Entries from a dataset
* Begin *
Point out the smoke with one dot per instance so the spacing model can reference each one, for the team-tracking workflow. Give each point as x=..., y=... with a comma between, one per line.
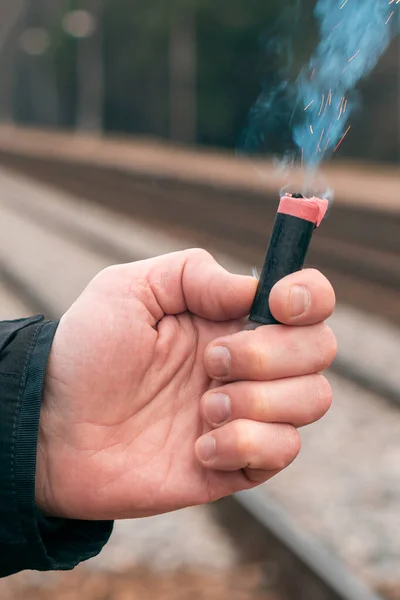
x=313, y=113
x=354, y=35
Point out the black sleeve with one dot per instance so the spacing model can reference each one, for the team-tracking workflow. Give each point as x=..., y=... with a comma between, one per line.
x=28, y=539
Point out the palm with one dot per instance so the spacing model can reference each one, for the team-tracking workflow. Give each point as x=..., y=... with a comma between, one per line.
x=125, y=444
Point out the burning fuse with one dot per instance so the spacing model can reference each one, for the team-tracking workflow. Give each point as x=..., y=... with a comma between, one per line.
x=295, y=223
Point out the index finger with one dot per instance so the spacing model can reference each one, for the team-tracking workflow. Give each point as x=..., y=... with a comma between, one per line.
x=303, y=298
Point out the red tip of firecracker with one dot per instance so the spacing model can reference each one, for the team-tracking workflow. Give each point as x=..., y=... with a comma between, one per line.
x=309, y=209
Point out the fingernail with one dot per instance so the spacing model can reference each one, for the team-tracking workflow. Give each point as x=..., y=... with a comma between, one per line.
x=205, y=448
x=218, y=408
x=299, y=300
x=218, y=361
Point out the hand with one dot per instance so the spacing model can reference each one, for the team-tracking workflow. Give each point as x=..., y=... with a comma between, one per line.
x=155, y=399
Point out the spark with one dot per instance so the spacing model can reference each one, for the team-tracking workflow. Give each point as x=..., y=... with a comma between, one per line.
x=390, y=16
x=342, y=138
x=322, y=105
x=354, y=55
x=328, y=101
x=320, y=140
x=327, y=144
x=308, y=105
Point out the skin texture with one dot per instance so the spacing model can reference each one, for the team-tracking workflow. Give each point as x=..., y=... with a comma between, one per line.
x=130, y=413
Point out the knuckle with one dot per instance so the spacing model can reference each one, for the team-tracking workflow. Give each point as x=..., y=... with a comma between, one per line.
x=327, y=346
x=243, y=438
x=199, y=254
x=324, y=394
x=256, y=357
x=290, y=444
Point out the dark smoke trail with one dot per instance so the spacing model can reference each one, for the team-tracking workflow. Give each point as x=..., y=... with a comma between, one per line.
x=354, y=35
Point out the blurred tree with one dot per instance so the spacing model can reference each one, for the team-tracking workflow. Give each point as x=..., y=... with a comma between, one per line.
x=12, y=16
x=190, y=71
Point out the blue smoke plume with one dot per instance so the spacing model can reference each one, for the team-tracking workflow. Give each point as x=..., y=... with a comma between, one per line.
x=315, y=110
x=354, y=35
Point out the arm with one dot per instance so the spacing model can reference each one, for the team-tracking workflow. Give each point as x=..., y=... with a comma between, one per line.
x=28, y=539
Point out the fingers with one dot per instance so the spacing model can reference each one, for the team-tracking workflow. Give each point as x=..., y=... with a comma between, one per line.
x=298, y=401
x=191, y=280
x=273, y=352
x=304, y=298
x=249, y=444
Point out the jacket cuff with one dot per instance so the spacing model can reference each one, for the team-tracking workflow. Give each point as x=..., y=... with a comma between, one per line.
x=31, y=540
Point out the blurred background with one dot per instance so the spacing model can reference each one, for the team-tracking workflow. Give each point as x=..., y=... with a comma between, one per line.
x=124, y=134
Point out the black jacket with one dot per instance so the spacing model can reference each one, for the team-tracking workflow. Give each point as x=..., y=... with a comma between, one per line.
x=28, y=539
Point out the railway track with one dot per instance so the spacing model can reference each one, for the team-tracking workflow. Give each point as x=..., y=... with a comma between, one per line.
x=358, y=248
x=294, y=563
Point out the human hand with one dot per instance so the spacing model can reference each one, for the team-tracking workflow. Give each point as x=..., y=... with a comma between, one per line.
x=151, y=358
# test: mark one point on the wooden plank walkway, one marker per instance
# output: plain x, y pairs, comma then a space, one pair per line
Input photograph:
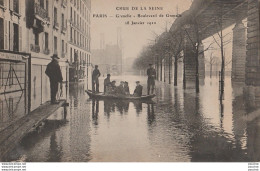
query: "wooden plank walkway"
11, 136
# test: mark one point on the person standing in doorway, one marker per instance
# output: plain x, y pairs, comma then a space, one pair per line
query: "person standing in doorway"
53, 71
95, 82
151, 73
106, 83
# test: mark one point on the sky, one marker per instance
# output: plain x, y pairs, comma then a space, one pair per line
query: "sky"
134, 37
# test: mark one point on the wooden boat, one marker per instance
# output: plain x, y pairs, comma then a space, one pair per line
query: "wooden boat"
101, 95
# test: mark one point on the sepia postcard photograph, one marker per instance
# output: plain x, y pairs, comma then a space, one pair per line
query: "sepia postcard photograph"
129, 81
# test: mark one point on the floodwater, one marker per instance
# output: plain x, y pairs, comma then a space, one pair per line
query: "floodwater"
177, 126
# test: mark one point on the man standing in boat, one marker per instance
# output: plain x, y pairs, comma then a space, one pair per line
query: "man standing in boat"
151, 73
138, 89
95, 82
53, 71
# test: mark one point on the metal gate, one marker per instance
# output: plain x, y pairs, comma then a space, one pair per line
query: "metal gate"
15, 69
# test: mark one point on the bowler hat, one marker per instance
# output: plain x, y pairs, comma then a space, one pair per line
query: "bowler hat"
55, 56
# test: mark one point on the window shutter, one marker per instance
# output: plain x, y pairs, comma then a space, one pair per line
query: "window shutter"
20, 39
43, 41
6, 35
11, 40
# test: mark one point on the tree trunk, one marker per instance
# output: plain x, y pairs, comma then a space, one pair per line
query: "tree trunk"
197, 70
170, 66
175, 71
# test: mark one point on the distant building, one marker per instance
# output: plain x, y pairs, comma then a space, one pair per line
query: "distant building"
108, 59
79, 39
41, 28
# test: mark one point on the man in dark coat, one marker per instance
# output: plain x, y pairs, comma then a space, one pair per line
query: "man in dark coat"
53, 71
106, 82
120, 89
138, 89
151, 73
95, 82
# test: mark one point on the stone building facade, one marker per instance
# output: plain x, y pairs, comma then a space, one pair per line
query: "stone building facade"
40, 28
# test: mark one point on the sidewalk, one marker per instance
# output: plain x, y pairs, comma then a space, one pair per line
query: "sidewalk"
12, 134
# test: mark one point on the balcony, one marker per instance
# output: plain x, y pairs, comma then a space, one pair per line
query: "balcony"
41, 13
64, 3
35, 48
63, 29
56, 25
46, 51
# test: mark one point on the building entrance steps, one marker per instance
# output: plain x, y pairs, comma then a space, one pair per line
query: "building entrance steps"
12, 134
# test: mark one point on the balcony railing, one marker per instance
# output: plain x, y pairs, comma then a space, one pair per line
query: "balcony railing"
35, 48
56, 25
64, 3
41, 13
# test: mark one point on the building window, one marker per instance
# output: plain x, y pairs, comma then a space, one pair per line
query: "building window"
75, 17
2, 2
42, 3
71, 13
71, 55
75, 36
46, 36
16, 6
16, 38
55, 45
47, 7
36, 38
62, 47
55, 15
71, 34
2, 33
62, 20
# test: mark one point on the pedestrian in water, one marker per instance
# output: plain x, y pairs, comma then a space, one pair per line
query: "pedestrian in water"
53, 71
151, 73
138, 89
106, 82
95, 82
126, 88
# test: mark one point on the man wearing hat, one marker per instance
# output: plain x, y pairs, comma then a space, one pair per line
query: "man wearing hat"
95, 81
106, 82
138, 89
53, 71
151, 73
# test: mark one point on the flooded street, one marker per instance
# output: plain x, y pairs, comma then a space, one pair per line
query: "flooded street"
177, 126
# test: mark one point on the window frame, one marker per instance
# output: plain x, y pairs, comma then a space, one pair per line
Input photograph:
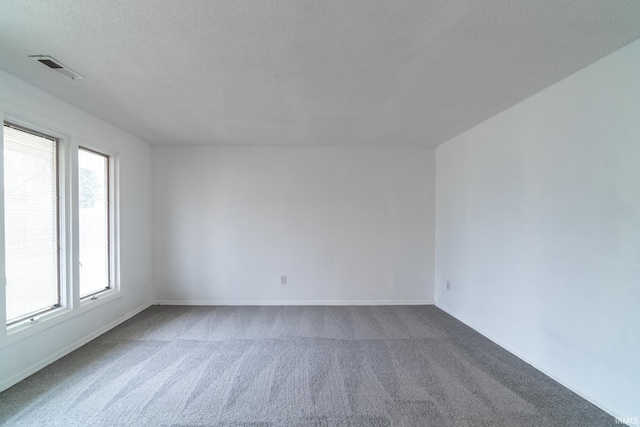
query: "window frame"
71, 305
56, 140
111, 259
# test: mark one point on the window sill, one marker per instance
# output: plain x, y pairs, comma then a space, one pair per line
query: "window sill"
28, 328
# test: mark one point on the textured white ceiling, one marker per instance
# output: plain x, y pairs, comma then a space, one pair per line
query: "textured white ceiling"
* End *
GIVEN PROBLEM
Quote the material word for word, dropping any images it holds.

ANSWER BELOW
Point out the smoke with one dot per instance so the spacing model can reference each one, for the team-tracking workflow. Give each point as x=..., y=... with a comma between, one per line.
x=313, y=113
x=354, y=35
Point out the black sleeve with one dot per instance so the spacing model can reference each one, for the team-tracking workflow. Give each point as x=..., y=... with a comma between, one per line.
x=28, y=539
Point out the palm with one dot per instance so the spacing model can reference each one, for the team-tracking workflow. Give each point as x=..., y=... with a comma between, one per line.
x=125, y=444
Point out the burning fuse with one dot per instance so the spacing model can reference each one, for the team-tracking workflow. Give each point as x=..., y=... with a comma between, one per line.
x=295, y=223
Point out the index finger with one dot per instance so the spacing model can reference each one, for the team-tracking workflow. Give each point as x=..., y=... with a comma between, one per line.
x=303, y=298
Point out the red tip of firecracker with one dot per instance so the spacing model can reference each one, for the team-tracking workflow. Give each point as x=..., y=... with a comma between, one per line.
x=309, y=209
Point out the fingernail with one dot per instance so the spacing model can reference each one, for the team-tracking workflow. Give each point as x=..., y=... with a comma between, one per line.
x=205, y=448
x=218, y=408
x=299, y=300
x=218, y=361
Point out the hand with one dot per instance so the spacing model can reference each one, for the team-tracking workflow. Give each point as x=..., y=... with a comma between, one per line.
x=155, y=399
Point out the spark with one dot per instance so the spacing model can reference each one, for the team-tracking workflow. Give each point as x=..., y=... with a comma between, one per line.
x=390, y=16
x=342, y=138
x=322, y=105
x=354, y=55
x=328, y=101
x=320, y=140
x=327, y=144
x=308, y=105
Point out the skin texture with one dot per instance so the spacing model can reference each one, for the team-tracking workflow. Give each point as x=..., y=... with a comma between, one per line.
x=130, y=413
Point out the knuckle with one dot per instance so the spacing model can reference each one, for the team-tracking workflow. Give each point as x=..., y=... with a comma between, one per line.
x=327, y=346
x=243, y=438
x=199, y=254
x=324, y=394
x=256, y=357
x=290, y=444
Point out the dark smoke trail with one dot per instance so the spacing model can reference each one, for the team-tracking workflow. Give each point as x=..., y=... with a comma between, one per line.
x=354, y=35
Point out the blurred tree with one dot per instance so the spacing model can reference each one, for the team-tracking workflow. Give each point as x=..., y=... with a comma between, one per line.
x=12, y=16
x=190, y=71
Point out the blue smoke plume with one dot per instance so the spacing model can reference each one, for the team-tracking workflow. Give each point as x=..., y=... with a comma between, one per line.
x=315, y=110
x=354, y=35
Point out the arm with one dot per instance so the spacing model can reference each one, for the team-tracking workflow. Give each point as x=..., y=... with a comma between, one per line.
x=28, y=539
Point out the fingers with one dot per instance so the spacing model can reference each one, for the team-tracking workflow. Give each point as x=..., y=... with a comma between, one per line.
x=298, y=401
x=191, y=280
x=273, y=352
x=304, y=298
x=249, y=444
Point out the jacket cuff with one dot per instance so the spacing model can reference each one, for the team-tracking workflow. Give each point as x=..., y=... with a comma between, one per line.
x=31, y=540
Point out the blurred background with one dot per instance so the spacing model can reference each one, for the team-tracking workflow. Give each point as x=..., y=... with a comma between, one per line.
x=124, y=134
Point out the black jacket with one dot per instance so the spacing model can reference each one, for the team-tracking workflow. Give each point as x=..., y=... with a comma between, one per line.
x=28, y=539
Point out the railway track with one dot per instance so the spacing model can reference each one, for the team-tracking workflow. Give each point as x=..., y=... with a comma between, one per line.
x=358, y=248
x=294, y=563
Point out the human hand with one dot per instance so the spacing model can reference each one, for the team-tracking workflow. Give each point as x=..., y=... with a comma between, one per line.
x=151, y=358
# test: mark one point on the wooden plank walkway, one marker per instance
# output: plain x, y pairs, comma then a space, one pair per line
Input photograph:
query: "wooden plank walkway"
11, 136
# test: mark one point on the person standing in doorway, one marker per instance
# output: plain x, y pairs, comma then a space, one pair per line
query: "person standing in doorway"
53, 71
95, 82
151, 73
106, 83
# test: mark one point on the sky, one marker per instance
# output: plain x, y pairs, comma then a space, one pair per line
query: "sky"
134, 37
# test: mark one point on the wooden boat, one marker per instance
# output: plain x, y pairs, comma then a space, one pair per line
query: "wooden boat"
101, 95
# test: mark one point on the sepia postcard photograph, one marker per instance
# output: plain x, y pairs, comma then a space, one pair per line
query: "sepia postcard photograph"
129, 81
# test: mark one point on the floodwater, one marker per instance
# output: plain x, y pairs, comma then a space, one pair per line
query: "floodwater"
177, 126
# test: mark one point on the man standing in boat, one marker per instance
# output: plain x, y pairs, comma then a space, one pair per line
query: "man standing in boat"
151, 73
138, 89
95, 82
53, 71
# test: mark one point on the metal gate, one marker per instance
# output: plain x, y pairs, comma then a space, one pair per line
query: "metal gate"
15, 69
# test: mark one point on the bowler hat, one marker per instance
# output: plain x, y pairs, comma then a space, one pair per line
query: "bowler hat"
55, 56
# test: mark one point on the window shutter, one marker per instance
# output: plain x, y pairs, comma then a space, one pair per line
query: "window shutter"
20, 39
43, 41
6, 35
11, 40
# test: mark one point on the tree trunk, one marker per instance
# output: plain x, y pairs, comma then a space, one pair per line
query: "tree trunk"
197, 70
170, 66
175, 71
# test: mark one point on the distant building, one marker per instance
# output: plain x, y pairs, comma then a space, one pair per line
query: "distant building"
108, 59
79, 39
41, 28
# test: mark one point on the man in dark coat, one marker per instance
# output: plain x, y pairs, comma then a space, one pair per line
query: "man in dark coat"
53, 71
106, 82
120, 89
138, 89
151, 73
95, 82
# test: mark one point on the stone building facade, one marker per instance
# output: plain x, y pairs, comma then a space, one pair per line
query: "stone building facade"
40, 28
# test: mark one point on the sidewalk, one marker per instance
# output: plain x, y pairs, comma then a space, one pair per line
query: "sidewalk"
12, 134
# test: mark one point on the balcony, one marker per instance
# output: plain x, y pairs, comma then a space, one pair per line
query: "balcony"
41, 13
64, 3
35, 48
63, 29
56, 25
46, 51
# test: mark one point on the building entrance steps, one marker per instance
# output: plain x, y pairs, comma then a space, one pair per line
query: "building entrance steps"
12, 134
# test: mark one point on the balcony railing, one marker per instance
# output: plain x, y pairs, comma then a space, one pair per line
query: "balcony railing"
35, 48
56, 25
64, 3
41, 13
# test: mark one point on the building window, one marker per instance
# output: plain x, y pairs, comma then a space, one pair per line
query: "building window"
75, 17
2, 2
42, 3
71, 13
71, 55
75, 36
46, 36
16, 6
16, 38
55, 45
47, 7
36, 38
62, 47
55, 15
71, 34
2, 33
62, 20
# test: mark one point on the pedestrian in water, one marker per instance
# output: plain x, y pairs, comma then a space, one pair per line
query: "pedestrian in water"
53, 71
151, 73
138, 89
106, 82
95, 82
126, 88
# test: mark one point on the man wearing hat, one marker per instance
# output: plain x, y pairs, comma then a space, one pair per line
query: "man wearing hat"
95, 81
106, 82
138, 89
53, 71
151, 73
# test: mark one point on the flooded street, one marker per instance
# output: plain x, y pairs, comma then a space, one pair per line
query: "flooded street"
177, 126
# test: mark one point on the window frame, one marker per instance
# output: plain x, y pairs, comma then a space, one pair per line
Input photograph:
query: "window frame"
71, 305
56, 140
111, 259
# test: mark one point on the window sill, one marker per instance
# output: plain x, y pairs, comma then a space, one pair per line
query: "window sill"
28, 328
# test: mark one point on the textured white ceiling, one marker per instance
# output: plain x, y pairs, comma then a space, one pair per line
query: "textured white ceiling"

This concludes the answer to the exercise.